# [RECORDS SUPPLIED]
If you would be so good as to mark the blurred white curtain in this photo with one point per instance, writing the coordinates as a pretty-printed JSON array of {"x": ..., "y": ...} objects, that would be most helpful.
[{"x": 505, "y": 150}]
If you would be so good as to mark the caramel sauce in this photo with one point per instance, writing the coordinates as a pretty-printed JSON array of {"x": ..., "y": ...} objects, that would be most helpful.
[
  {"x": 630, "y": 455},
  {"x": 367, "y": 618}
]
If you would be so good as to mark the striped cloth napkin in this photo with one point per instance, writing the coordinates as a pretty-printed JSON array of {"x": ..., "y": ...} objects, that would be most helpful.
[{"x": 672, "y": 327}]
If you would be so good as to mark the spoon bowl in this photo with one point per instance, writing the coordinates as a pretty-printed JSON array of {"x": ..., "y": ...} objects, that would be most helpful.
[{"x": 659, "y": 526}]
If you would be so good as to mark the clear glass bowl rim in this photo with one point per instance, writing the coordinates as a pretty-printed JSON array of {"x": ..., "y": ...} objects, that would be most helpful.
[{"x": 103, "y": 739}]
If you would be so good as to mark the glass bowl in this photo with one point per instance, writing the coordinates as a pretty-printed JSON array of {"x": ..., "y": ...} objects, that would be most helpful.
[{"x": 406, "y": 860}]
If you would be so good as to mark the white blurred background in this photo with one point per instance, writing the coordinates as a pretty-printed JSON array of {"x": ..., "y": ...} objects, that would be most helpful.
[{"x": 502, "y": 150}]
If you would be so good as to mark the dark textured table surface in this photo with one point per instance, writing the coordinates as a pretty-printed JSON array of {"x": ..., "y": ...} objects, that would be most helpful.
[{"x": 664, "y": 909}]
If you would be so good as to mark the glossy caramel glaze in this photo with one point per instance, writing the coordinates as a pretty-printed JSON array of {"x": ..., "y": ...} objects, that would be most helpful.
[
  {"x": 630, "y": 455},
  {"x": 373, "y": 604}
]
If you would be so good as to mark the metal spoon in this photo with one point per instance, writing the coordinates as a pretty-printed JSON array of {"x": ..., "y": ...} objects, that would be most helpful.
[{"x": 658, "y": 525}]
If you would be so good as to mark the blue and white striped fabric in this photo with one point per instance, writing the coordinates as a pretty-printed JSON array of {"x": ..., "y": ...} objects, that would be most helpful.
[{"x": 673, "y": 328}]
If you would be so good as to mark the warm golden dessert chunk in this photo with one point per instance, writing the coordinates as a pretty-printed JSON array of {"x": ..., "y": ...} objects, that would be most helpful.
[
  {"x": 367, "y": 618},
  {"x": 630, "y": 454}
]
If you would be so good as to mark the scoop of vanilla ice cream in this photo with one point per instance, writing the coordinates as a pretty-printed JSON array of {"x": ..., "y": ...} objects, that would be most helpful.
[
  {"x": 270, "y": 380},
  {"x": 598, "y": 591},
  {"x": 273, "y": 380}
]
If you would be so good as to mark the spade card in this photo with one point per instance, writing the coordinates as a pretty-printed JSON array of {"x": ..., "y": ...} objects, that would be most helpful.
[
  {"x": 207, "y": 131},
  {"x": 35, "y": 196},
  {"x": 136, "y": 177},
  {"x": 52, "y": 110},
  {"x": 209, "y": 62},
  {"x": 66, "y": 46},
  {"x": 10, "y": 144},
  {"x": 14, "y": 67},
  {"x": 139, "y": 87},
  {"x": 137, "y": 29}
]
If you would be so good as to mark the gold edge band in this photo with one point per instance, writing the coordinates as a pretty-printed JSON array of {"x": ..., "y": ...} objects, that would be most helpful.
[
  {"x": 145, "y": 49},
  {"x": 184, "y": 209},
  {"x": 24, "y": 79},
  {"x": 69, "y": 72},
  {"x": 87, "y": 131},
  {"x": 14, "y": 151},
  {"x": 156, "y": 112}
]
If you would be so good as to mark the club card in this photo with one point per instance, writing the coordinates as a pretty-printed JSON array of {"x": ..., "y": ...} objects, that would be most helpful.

# [ACTIVITY]
Copy exactly the line containing "If you would be so good as to mark the blue" and every line after it, ending with the last line of the records above.

# [SOLUTION FOR THIS TASK]
If you would be so good as to mark the blue and white striped fabric in this photo with one point per instance, writing the coordinates as a pretty-printed JSON array of {"x": ..., "y": ...} objects, that would be most helpful.
[{"x": 673, "y": 328}]
If you would be so good as to mark the warm golden dessert chunk in this photo with one point per instance, writing the coordinates as a pretty-printed JSON array of {"x": ..., "y": ...} objects, that would be most helpful.
[
  {"x": 367, "y": 618},
  {"x": 630, "y": 454}
]
If you would be so good as to mark the scoop of vanilla ice cream in this photo with one point per instance, writing the coordinates as a pretty-printed JSON array of {"x": ..., "y": ...} objects, that would be most helpful.
[
  {"x": 270, "y": 380},
  {"x": 598, "y": 591},
  {"x": 273, "y": 380}
]
If you would be so good as to mark the spade card in this photo with one point per instance, writing the coordinates as a pretty-printed JSON array of {"x": ..., "y": ...} objects, that would be most helpful.
[
  {"x": 207, "y": 131},
  {"x": 35, "y": 196},
  {"x": 136, "y": 177},
  {"x": 52, "y": 110},
  {"x": 209, "y": 62},
  {"x": 66, "y": 46},
  {"x": 10, "y": 144},
  {"x": 14, "y": 67},
  {"x": 139, "y": 87},
  {"x": 137, "y": 29}
]
If you would be so good as to mark the gold edge band in this photo with one point per instance, writing the coordinates as a pretty-printed JSON array of {"x": ..., "y": ...} objects, that would be most helpful.
[
  {"x": 145, "y": 49},
  {"x": 184, "y": 209},
  {"x": 24, "y": 79},
  {"x": 69, "y": 72},
  {"x": 87, "y": 131},
  {"x": 14, "y": 151},
  {"x": 156, "y": 112}
]
If you would be so good as to mark the club card in this photo with one point per instance, writing the coordinates as a pretty-printed JSON array of {"x": ..., "y": ...} objects, that would be most helpful.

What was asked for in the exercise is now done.